Texte source |
━━━━━━━━━━━━━━━━━━━━━━━━━━━━━━

L’association Passion Terroir s’est récemment rassemblée dans la capitale allemande afin de mettre en valeur la production des quelques 50 vignerons affiliés. A l’initiative de l’importateur français Sébastien Visentin, nous avons eu la chance de les rencontrer au cours d’une journée de dégustation marathon… Mais quand de grands vignerons comme Thierry Germain, la famille Clape ou encore André Ostertag nous font l’honneur de leur présence, pourquoi s’en passer ?
Passion Terroir est une des nombreuses associations de vignerons et distillateurs français. A l’instar des Gobeloteurs, les vignerons partageurs, de l’Union des Gens du Métier ou encore des Affranchis, ce groupement de producteurs s’engage pour le respect du terroir et des traditions au service de l’excellence des vins français. Il semble que cette tendance au partage et à la mise en avant de ces valeurs s’est grandement développée au cours ces dernières années. Elle correspond vraisemblablement à une prise de conscience collective que la production de vins de qualité se fait en accord avec la préservation de l’environnement. COP21, inspirez-vous !

━━━━━━━━━━━━━━━━━━━━━━━━━━━━━━

Exercices |
(A) Recopiez le texte sur Passion Terroir à partir des mots «Passion Terroir est» jusqu’aux mots «COP21, inspirez-vous !» inclus, en remplaçant «vignerons» par «viticulteurs».
(B) D’après le texte sur Passion Terroir, qui a eu l’idée de la journée de dégustation ?
(C) Poursuivez le texte sur Passion Terroir à partir de sa dernière phrase.

Matériel recueilli |
━━━━━━━━━━━━━━━━━━━━━━━━━━━━━━

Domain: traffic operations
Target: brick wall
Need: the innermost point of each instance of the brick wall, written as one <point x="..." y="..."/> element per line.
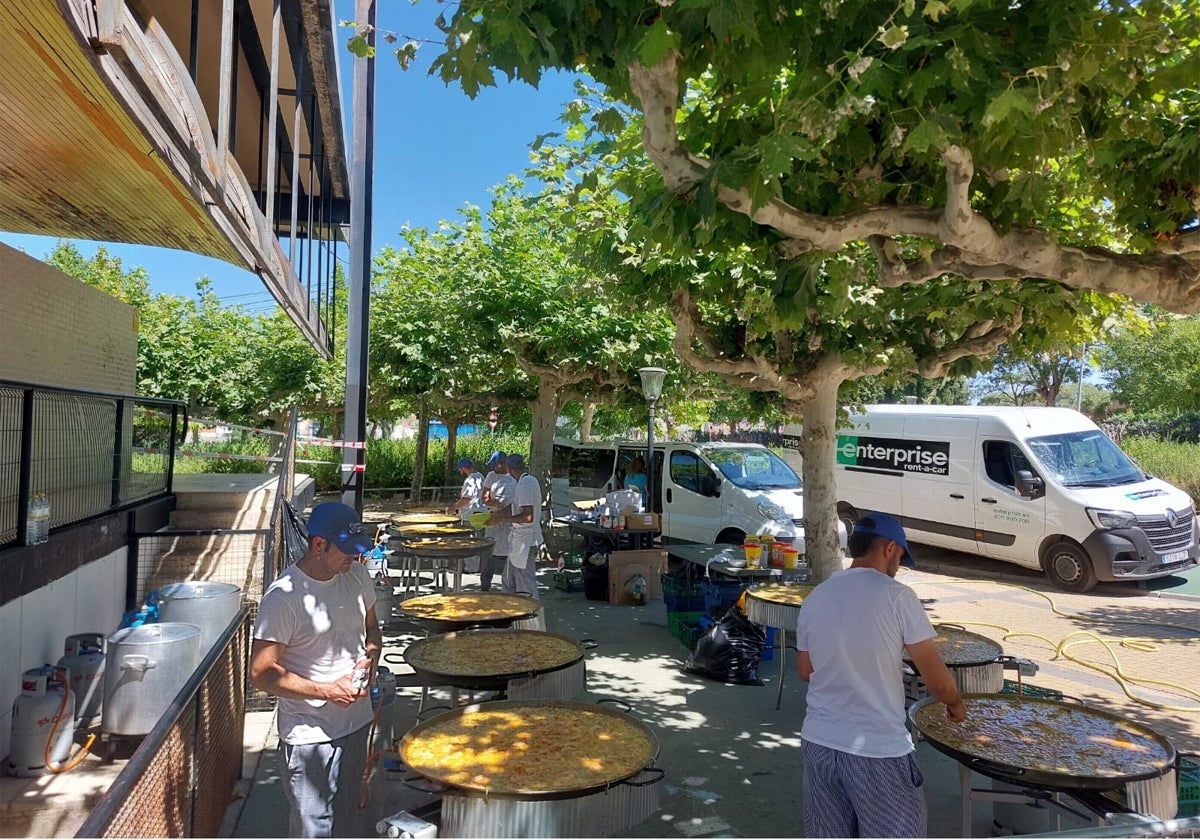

━━━━━━━━━━━━━━━━━━━━━━━━━━━━━━

Réponses |
(A)
Passion Terroir est une des nombreuses associations de viticulteurs et distillateurs français. A l’instar des Gobeloteurs, les viticulteurs partageurs, de l’Union des Gens du Métier ou encore des Affranchis, ce groupement de producteurs s’engage pour le respect du terroir et des traditions au service de l’excellence des vins français. Il semble que cette tendance au partage et à la mise en avant de ces valeurs s’est grandement développée au cours ces dernières années. Elle correspond vraisemblablement à une prise de conscience collective que la production de vins de qualité se fait en accord avec la préservation de l’environnement. COP21, inspirez-vous !

(B) L’importateur français Sébastien Visentin.

(C)
En compagnie de Sébastien, Clément et Christian, nous sommes partis à la conquête de Berlin pour l’occasion. Il faut dire que la réunion de 2013 avec les vignerons membres de l’Union des Gens du Métier (UGM) m’avait laissé de si bon souvenirs qu’il était presque impératif de remettre le couvert (voir par ailleurs) ! Cette fois-ci, et en raison des incidents tragiques de Paris, la dégustation a été délocalisée de l’Ambassade de France vers une petite salle dans les quartiers nord de la ville. Au programme, pas moins de 50 vignerons soit bien plus que lors de notre dernière session berlinoise. Dans ces moments d’abondance, il est impératif de bien s’organiser et surtout de rester discipliné… Après plus de 5h d’exercice et plus de 80 vins dégustés, voici pêle-mêle quelques commentaires de dégustation avec les principaux coups de coeur de cette présentation des vins de Passion Terroir dans la capitale allemande.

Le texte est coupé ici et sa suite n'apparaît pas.